Image point annotation entries:
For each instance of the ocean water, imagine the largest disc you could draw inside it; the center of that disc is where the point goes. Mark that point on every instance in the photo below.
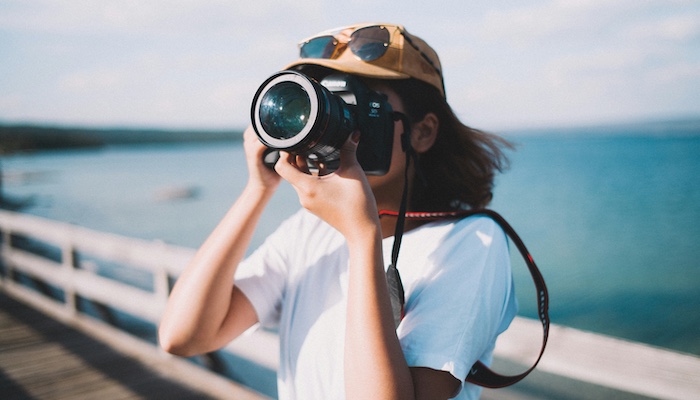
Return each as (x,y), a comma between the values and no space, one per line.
(612,219)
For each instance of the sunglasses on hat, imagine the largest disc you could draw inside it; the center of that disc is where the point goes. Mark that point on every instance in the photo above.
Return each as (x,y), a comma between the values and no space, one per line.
(368,43)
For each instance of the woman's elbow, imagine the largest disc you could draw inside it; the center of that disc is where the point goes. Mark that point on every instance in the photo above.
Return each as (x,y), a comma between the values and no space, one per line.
(171,343)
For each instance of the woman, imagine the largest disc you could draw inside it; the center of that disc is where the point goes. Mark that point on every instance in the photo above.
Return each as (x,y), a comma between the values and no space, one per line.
(320,278)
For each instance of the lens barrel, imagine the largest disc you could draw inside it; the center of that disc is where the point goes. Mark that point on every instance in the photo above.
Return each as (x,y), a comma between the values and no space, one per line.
(294,113)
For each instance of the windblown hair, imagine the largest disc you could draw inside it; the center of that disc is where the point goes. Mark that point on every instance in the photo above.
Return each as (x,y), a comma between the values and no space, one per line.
(458,171)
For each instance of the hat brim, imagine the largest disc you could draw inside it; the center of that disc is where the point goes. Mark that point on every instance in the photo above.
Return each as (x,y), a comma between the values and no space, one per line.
(356,68)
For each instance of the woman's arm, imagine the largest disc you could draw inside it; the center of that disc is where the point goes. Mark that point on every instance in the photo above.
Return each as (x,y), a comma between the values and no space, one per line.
(205,310)
(374,363)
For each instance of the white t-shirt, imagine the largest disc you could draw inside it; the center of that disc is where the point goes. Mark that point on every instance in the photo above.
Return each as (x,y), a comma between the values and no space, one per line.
(458,287)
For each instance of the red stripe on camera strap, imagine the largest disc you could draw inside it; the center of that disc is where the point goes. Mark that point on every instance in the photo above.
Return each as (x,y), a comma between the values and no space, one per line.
(480,374)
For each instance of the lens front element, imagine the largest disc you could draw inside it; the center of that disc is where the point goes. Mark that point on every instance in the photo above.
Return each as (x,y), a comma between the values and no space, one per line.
(285,110)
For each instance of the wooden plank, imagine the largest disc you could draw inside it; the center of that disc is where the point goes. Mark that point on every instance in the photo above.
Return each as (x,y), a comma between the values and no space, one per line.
(606,361)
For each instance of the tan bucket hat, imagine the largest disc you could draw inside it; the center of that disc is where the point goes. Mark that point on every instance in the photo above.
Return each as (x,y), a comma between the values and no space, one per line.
(384,51)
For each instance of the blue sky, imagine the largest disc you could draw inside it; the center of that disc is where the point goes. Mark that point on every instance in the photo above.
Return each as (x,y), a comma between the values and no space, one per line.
(196,64)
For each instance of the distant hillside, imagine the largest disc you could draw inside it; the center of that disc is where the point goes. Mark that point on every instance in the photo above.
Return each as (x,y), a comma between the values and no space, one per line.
(15,138)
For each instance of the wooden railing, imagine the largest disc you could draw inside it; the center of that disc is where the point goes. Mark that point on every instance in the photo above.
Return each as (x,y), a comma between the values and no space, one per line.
(91,280)
(69,271)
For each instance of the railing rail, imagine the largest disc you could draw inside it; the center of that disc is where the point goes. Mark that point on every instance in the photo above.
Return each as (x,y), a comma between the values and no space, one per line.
(73,268)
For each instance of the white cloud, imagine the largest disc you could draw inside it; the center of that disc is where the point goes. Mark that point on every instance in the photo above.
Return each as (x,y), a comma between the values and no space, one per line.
(198,63)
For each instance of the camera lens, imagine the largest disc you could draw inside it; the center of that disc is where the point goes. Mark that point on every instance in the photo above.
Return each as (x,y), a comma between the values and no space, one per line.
(285,110)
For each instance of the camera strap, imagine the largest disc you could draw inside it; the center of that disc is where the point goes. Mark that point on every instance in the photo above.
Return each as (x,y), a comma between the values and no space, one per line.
(479,373)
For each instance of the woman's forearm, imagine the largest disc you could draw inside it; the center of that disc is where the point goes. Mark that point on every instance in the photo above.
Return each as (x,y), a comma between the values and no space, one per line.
(204,310)
(375,366)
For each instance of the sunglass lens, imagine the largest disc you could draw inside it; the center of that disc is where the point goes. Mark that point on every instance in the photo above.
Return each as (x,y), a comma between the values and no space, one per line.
(319,47)
(369,43)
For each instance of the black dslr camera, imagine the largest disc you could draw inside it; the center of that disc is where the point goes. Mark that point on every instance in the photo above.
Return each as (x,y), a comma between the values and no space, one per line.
(295,113)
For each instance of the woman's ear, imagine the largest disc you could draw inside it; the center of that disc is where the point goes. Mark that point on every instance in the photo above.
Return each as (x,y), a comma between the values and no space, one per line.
(424,133)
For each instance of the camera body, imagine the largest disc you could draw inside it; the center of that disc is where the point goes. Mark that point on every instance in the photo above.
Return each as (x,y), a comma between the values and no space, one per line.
(295,113)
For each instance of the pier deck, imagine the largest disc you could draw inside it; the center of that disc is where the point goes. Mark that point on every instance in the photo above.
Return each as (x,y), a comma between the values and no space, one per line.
(41,358)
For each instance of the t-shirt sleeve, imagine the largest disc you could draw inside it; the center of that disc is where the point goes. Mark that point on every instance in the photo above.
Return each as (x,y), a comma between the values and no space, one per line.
(262,276)
(461,301)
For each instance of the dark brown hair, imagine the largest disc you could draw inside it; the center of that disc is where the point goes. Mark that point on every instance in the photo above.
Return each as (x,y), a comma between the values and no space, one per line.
(458,170)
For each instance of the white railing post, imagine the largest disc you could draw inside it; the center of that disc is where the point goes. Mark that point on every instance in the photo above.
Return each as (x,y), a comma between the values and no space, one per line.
(68,264)
(5,251)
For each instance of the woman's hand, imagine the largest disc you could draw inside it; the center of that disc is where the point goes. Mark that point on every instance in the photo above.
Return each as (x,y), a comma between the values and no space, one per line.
(343,198)
(258,173)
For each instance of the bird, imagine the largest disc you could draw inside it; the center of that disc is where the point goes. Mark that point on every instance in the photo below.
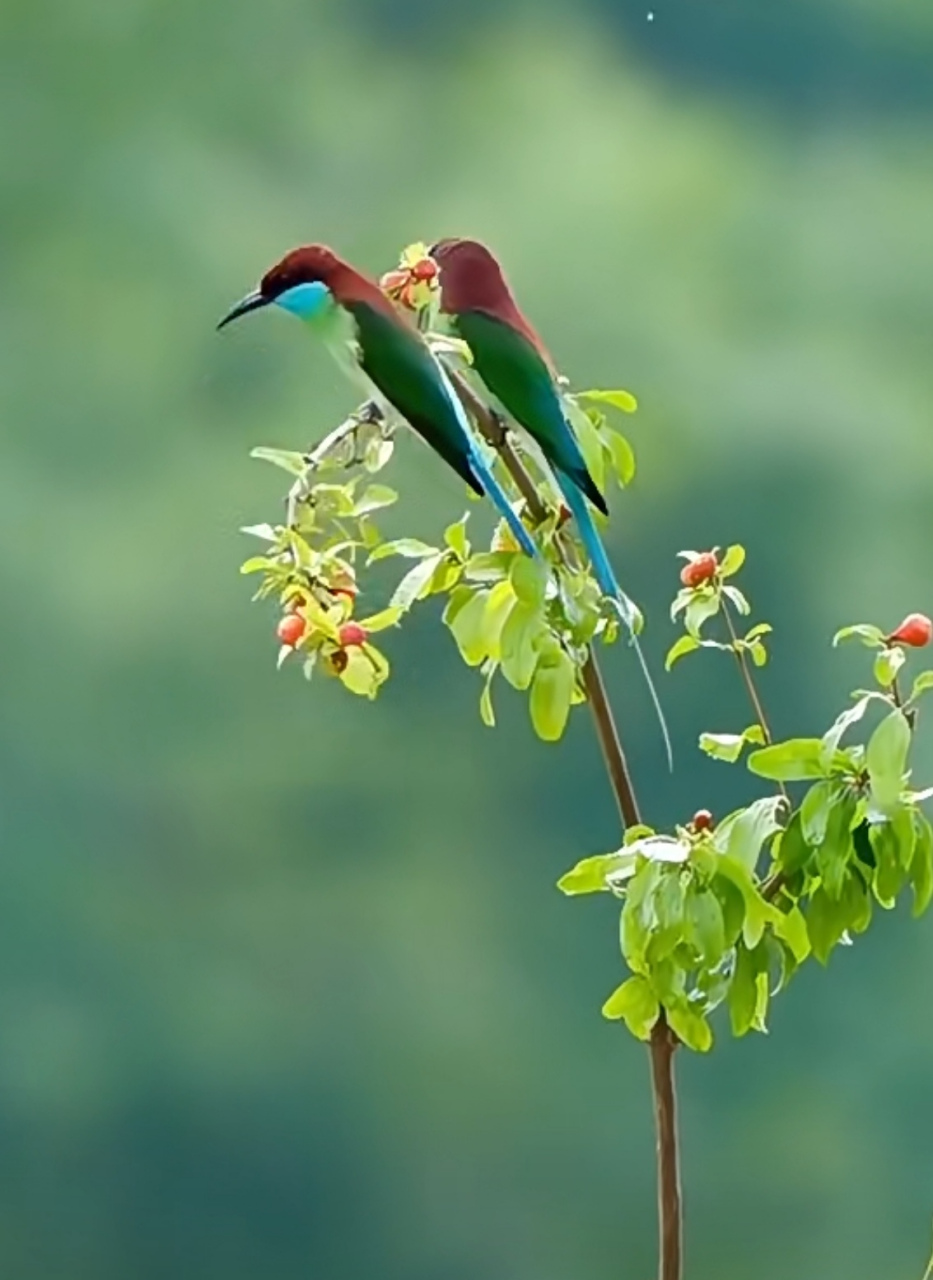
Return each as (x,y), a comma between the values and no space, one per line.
(517,369)
(323,289)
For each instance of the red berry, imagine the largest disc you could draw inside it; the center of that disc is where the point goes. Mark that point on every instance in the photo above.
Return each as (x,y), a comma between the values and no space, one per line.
(351,634)
(291,629)
(701,821)
(425,270)
(917,630)
(393,280)
(700,570)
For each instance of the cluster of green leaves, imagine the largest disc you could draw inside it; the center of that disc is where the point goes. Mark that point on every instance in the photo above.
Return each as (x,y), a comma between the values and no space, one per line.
(510,616)
(727,913)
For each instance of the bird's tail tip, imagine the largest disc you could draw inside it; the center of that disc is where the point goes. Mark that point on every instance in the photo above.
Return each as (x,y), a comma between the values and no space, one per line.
(631,618)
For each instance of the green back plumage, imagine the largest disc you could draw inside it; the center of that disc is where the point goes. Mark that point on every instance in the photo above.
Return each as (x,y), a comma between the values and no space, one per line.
(520,379)
(398,362)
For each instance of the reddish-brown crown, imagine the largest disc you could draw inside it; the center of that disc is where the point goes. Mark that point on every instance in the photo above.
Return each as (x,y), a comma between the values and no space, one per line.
(314,263)
(471,279)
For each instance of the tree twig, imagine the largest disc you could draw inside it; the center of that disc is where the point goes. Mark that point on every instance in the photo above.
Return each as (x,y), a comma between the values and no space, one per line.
(663,1042)
(749,681)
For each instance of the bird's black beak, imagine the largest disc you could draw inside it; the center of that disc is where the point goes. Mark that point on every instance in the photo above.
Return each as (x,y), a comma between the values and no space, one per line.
(251,302)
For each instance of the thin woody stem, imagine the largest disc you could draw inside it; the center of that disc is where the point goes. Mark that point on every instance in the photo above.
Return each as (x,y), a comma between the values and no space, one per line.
(663,1042)
(749,681)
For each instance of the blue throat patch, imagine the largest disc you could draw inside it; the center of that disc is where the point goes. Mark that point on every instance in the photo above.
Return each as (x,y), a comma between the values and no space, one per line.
(305,301)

# WORK TO DO:
In the listing above, find the line with "For each instance of the thin" and set down that line and all after it exactly, through the final line.

# FULL SOLUTION:
For each instance of the thin woody stem, imagine the largest disc you could draw inside it; the center of that disc is where the point goes. Mark that point on every instance in the photo above.
Return each as (x,y), a comma between the values and no space, one per line.
(663,1042)
(749,681)
For each instance of the blue throat patch, imagine the largest disc you could draw inside it; the center of that disc is where the point goes. Mark that point on every instance in the photo above.
Return each as (x,y), a comma between the values and no space, one per line.
(305,301)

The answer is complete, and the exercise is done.